Your objective - Translate this sentence from the essay on grief below into Spanish: "It became my home for 30 years before we were transferred to Tennessee."

** Excerpt follows **

For years I thought grief was about people dying. A parent, friend, spouse dies and you grieve.
I’ve had limited experience with grief.
One of my closest friends died before she was 50. I’m not sure I ever accepted the cancer would take her life. Fortunately, we had moved to where we were only an hour away and I could see her but when her physical being was taken it didn’t hit as I thought it would.
Because much of my life, particularly adolescence, was spent moving from state to state I questioned if this made physical loss harder for me to connect with. Seldom were goodbye’s said when we moved. When you’ve lived somewhere only six months you’re there and then you’re gone.
I landed in Florida at 17 years old. It became my home for 30 years before we were transferred to Tennessee. That’s when I learned grief has other meanings. I really think I grieved all of the familiar that was left behind.
I’ve come to wonder if we should do more grief counseling in our program. It’s there for the the loss of someone but what about other kinds of loss. Is there grief from not using?
I have talked about it with the men at times. Missing the people, the places, the routine. It sounds crazy but something in me says some may grieve even the symptoms of the disease that has brought them here.
And how do I tell them to fill that missing? Was it Pascal that said we all have a God-sized vacuum in us? The only thing that can fill that emptiness is God.
I believe that but know too often how I’ve tried to fill that with the other. The other of attention. The other of friends and family. How can I tell them to do something I wrestle with.
But I do. I tell them I struggle, I know what it’s like to have that empty spot. But they know it’s not the same for me. It’s not an empty spot that has caused their family to turn away or caused them to lose a job.
Still, I want them to know Jesus can fill that spot but how do I convince men that have not known unconditional love? Not known forgiveness or mercy or grace? If you can’t forgive or accept forgiveness can you know grace?
I am not undaunted by this. I will continue to look behind their eyes and see the hurt and loss. It comes to me even now that to tell them about Jesus is to show them Jesus. Just a little, Lord, please just a little, may they see you in my smile and hear you in my voice. To see Jesus in our Center and then to know him, yes, to know the Lover of our soul, the Giver of all grace.

** End of Excerpt **
** Data section follows **

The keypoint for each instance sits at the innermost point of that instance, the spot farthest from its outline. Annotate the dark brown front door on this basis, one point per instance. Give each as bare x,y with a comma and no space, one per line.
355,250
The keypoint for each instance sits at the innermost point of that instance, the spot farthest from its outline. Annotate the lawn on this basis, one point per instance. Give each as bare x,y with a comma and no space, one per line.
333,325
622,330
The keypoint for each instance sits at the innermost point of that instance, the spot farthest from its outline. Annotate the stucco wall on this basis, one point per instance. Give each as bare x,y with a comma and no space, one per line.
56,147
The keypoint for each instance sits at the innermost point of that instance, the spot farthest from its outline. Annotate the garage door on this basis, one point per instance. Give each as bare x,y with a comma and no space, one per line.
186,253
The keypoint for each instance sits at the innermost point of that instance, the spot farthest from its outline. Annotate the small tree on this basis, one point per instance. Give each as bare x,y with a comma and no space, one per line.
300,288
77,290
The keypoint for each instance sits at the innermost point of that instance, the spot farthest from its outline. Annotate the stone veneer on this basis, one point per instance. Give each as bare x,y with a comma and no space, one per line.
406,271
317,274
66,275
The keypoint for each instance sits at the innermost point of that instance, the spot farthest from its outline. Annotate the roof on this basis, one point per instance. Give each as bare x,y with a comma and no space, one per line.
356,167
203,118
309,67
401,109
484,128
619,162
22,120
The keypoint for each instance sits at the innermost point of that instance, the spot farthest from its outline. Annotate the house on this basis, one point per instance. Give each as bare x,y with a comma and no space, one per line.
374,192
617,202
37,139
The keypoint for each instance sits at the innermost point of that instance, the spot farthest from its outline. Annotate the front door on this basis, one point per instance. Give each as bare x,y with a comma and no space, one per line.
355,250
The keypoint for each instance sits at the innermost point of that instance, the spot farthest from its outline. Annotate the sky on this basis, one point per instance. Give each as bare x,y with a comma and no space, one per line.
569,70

** End of Data section **

Task answer - Se convirtió en mi hogar durante 30 años antes de que nos trasladaran a Tennessee.